Dataset records>
□ □ □ □ □ □ □
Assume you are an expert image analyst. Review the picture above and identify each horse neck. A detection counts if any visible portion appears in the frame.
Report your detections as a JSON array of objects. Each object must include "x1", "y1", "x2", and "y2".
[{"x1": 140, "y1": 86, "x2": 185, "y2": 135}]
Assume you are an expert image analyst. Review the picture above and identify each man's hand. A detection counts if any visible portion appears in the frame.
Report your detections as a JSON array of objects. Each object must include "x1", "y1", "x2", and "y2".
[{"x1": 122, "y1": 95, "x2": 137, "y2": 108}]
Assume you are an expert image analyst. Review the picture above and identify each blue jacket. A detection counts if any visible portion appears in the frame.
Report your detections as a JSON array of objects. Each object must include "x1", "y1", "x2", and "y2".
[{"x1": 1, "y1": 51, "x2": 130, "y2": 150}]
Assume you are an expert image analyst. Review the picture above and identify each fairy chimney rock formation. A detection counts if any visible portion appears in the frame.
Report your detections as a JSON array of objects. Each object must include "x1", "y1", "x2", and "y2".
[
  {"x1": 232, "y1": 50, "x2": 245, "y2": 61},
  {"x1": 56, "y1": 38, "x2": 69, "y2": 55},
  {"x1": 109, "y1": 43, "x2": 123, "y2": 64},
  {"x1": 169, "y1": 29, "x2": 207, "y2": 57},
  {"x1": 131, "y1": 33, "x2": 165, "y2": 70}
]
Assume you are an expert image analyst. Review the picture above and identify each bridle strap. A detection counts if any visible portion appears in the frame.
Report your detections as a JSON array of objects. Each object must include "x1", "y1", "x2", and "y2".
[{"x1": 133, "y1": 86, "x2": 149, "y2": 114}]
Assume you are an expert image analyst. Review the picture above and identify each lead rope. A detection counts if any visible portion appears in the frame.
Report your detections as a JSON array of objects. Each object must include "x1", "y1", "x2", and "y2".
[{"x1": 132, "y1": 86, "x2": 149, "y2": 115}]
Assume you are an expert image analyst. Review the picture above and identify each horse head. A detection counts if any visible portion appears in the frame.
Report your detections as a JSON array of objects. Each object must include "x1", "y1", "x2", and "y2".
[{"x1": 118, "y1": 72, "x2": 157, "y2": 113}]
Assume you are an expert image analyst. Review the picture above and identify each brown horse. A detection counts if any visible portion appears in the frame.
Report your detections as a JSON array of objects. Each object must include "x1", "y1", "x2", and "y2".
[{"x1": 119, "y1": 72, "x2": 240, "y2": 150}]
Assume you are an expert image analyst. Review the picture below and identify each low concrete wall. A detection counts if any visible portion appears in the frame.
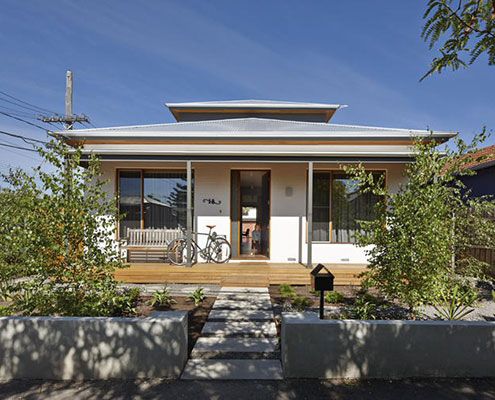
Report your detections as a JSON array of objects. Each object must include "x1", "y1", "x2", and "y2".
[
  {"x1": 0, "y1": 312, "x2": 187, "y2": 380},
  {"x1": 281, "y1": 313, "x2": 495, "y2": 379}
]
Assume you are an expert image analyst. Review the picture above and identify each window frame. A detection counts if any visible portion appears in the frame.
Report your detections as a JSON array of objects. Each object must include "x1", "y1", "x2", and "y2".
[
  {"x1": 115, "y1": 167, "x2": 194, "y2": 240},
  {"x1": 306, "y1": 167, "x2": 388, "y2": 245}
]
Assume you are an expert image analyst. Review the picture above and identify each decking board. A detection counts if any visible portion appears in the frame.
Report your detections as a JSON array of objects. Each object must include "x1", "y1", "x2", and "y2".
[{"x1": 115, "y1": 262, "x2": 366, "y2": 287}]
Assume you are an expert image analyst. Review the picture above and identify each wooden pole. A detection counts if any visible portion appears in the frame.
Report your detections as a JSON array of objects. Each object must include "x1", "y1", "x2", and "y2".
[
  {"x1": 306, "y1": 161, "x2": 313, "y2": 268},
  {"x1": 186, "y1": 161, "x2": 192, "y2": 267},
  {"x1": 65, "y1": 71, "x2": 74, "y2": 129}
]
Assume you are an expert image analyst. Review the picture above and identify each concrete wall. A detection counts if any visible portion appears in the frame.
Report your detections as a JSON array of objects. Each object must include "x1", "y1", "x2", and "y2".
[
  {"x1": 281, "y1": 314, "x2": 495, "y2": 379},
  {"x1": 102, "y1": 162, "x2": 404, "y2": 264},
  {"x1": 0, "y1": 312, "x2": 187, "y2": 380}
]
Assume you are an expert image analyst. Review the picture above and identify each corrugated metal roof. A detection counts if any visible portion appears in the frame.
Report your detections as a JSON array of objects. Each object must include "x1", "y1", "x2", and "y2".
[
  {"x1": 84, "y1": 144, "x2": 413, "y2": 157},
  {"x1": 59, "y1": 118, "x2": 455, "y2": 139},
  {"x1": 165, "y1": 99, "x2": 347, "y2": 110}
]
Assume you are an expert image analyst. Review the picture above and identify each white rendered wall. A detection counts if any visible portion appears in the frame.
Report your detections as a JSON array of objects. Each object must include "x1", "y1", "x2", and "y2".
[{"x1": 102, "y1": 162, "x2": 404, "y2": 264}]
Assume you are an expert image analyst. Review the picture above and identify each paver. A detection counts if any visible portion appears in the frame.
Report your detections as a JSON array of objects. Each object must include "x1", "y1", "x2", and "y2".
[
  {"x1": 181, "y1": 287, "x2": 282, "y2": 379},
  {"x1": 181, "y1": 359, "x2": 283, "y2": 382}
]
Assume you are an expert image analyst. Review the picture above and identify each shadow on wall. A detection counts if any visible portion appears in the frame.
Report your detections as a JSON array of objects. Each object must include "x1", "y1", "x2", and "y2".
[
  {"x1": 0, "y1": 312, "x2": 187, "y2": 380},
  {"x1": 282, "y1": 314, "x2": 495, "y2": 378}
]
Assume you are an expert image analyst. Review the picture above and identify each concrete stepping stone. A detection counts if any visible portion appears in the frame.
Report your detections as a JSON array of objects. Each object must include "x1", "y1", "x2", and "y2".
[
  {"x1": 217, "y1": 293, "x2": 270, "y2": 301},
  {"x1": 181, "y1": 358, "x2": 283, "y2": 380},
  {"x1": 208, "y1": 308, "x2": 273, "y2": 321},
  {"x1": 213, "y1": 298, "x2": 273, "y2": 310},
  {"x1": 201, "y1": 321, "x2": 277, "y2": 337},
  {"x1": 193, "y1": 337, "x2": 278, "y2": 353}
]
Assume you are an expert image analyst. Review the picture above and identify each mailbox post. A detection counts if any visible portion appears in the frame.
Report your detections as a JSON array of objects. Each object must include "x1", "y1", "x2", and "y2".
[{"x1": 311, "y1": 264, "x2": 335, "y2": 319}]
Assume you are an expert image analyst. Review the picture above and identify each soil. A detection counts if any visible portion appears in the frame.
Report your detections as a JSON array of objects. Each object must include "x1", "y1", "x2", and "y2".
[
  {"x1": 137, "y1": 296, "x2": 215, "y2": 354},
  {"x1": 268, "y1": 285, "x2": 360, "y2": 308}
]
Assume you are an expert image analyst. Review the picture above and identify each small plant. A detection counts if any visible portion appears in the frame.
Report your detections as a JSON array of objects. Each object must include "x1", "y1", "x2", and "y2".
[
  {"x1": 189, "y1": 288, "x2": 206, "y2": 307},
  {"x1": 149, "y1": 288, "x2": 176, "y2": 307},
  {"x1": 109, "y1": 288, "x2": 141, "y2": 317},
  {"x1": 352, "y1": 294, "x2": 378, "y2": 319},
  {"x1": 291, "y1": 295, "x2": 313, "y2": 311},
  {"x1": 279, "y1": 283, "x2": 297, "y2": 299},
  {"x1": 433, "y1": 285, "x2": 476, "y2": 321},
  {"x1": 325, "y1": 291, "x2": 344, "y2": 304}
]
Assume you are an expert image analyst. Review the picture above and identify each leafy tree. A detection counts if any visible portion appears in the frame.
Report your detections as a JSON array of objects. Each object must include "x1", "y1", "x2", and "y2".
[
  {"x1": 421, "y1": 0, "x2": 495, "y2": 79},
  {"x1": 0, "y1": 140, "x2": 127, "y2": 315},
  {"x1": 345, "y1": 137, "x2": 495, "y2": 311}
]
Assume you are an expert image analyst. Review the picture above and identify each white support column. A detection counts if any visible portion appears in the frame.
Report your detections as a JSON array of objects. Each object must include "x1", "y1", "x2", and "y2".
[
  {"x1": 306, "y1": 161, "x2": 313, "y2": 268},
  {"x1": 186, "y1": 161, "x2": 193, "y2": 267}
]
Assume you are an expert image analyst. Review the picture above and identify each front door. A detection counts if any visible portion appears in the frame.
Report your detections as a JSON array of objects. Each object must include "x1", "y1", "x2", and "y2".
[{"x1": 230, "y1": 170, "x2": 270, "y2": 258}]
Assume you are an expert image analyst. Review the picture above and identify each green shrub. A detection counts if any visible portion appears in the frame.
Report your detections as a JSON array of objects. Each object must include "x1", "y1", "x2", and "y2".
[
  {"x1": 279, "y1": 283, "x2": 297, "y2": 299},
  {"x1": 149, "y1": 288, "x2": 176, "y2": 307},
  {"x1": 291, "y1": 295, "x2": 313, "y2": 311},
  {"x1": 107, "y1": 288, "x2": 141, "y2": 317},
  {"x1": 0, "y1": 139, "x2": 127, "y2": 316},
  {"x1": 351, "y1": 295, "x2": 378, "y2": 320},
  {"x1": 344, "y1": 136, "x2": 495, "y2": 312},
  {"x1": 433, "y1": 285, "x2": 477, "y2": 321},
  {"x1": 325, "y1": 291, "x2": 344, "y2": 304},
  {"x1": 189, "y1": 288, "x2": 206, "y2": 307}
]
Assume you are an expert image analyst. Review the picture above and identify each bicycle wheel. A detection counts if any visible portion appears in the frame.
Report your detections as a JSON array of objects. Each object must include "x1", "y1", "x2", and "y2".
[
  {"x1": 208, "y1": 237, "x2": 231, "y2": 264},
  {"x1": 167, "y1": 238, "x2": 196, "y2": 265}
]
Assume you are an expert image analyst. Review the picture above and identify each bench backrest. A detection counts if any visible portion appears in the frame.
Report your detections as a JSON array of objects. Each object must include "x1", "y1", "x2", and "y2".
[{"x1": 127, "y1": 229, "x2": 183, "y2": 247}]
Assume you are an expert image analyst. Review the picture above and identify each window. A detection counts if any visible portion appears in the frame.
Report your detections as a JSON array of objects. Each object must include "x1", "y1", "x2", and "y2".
□ □ □ □ □ □ □
Written problem> Copy the material word for word, starting with the line that contains "identify each bicycle" and going on through the last line of the material.

Complete answer>
Assume you are an expert image analyst. Review the picture above and identify each bicycle wheel. A detection counts if any visible portion appears in the frame.
Report your detections as a JSON array of objects. Each object must include "x1", "y1", "x2", and "y2".
[
  {"x1": 208, "y1": 237, "x2": 231, "y2": 264},
  {"x1": 167, "y1": 238, "x2": 196, "y2": 265}
]
Assume you are an expert image analyst. Review the picture above and identify each bench backrest. A detection counts if any visible portion appears in the frame.
Report your detections as a JSON array of objects. Each object must include "x1", "y1", "x2", and "y2".
[{"x1": 127, "y1": 229, "x2": 183, "y2": 247}]
Assume you are an expert image analyst. Review the picture above and identify each window. A detection counts if any visible portion appears in the frame.
Report your detections as a JSON array of objects. Each object must include "x1", "y1", "x2", and "y2".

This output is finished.